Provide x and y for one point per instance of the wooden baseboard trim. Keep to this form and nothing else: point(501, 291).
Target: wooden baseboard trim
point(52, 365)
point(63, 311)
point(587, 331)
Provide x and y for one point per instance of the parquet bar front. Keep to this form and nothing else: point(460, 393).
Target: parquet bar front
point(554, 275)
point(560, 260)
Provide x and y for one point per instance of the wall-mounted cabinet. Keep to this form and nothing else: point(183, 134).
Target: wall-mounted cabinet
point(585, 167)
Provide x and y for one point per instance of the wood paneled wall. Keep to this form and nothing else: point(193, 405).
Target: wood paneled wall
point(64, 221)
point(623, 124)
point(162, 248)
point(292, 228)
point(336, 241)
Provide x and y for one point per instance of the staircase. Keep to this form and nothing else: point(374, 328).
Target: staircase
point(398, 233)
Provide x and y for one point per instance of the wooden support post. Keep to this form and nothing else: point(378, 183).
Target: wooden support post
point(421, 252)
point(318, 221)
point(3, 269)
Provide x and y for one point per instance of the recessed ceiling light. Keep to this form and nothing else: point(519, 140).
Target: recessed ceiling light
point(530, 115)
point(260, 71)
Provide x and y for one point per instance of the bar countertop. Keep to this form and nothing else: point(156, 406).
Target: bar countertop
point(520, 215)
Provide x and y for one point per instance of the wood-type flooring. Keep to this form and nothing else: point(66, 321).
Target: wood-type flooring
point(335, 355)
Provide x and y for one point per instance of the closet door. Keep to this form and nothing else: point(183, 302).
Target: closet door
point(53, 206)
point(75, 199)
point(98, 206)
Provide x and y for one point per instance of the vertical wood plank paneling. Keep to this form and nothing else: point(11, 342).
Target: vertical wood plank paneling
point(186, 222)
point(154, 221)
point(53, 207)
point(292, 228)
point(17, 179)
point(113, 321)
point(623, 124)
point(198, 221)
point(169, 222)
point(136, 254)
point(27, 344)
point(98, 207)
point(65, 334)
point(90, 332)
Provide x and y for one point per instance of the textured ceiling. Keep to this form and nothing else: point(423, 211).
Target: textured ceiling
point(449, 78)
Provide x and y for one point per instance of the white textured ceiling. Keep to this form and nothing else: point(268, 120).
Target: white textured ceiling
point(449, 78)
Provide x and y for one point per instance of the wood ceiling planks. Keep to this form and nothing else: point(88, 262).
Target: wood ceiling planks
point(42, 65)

☆ ☆ ☆

▶ REQUIRED TASK: Repeat all the entries exactly as given.

▶ COMPLETED TASK:
Provide x and y for one point per instance of the wooden baseboard trim. Keep to this form and nothing else: point(501, 291).
Target: wooden baseboard trim
point(52, 365)
point(63, 311)
point(587, 331)
Provide x and y for one point per instance of the parquet bar front. Keep to this form and nothing else: point(460, 393).
Target: parquet bar front
point(554, 275)
point(560, 260)
Provide x and y for one point per instance of the wall-mounted cabinet. Keep to this form and nothing else: point(183, 134).
Target: wall-mounted cabinet
point(585, 167)
Provide x and y for one point per instance of the wood paneled wall. Keep to this form and nothing else: point(193, 405).
Target: wood paneled wall
point(64, 221)
point(623, 124)
point(162, 248)
point(292, 228)
point(336, 241)
Provide x and y for one point per instance of the staircase. Keep to this form and nothing else: point(374, 328).
Target: staircase
point(398, 233)
Provide x and y for one point per instance of the wooden support post. Keep to this form and nothing else: point(378, 183).
Target: wooden support post
point(421, 252)
point(318, 221)
point(3, 269)
Provide x and y for one point per instance of the recessed ceiling light. Keep to this form and nothing else: point(519, 140).
Target: recessed ceiling light
point(530, 115)
point(260, 71)
Provide x and y for one point per instance of the bar countertop. Keep to this form and nothing else: point(156, 406).
Target: bar countertop
point(520, 215)
Provide x and y for one point per instance of the wood-type flooring. Keep to this form and nothing else: point(66, 321).
Target: wood-type flooring
point(335, 355)
Provide x and y for one point per instance of the closet door. Keep to this form and nothing else: point(183, 302).
Target: closet door
point(53, 206)
point(75, 199)
point(98, 206)
Provide x and y for one point per instance of the vertical wood plank paneling. Keep to this form and nothing else: point(11, 342).
Target: vertical wood plank paneling
point(186, 222)
point(154, 221)
point(53, 207)
point(292, 228)
point(17, 179)
point(113, 321)
point(623, 124)
point(198, 221)
point(169, 222)
point(136, 254)
point(27, 344)
point(98, 207)
point(65, 334)
point(90, 332)
Provide x and y for one point per instance of the textured ceiling. Keep to this form and nothing else: point(423, 211).
Target: textured ceiling
point(449, 78)
Provide x and y for one point per instance of the white textured ceiling. Keep to this form and nothing else: point(268, 120).
Target: white textured ceiling
point(449, 78)
Provide x and y for one point per instance of the wood ceiling planks. Keep to this form and nothing else: point(88, 262).
Target: wood ceiling planks
point(42, 65)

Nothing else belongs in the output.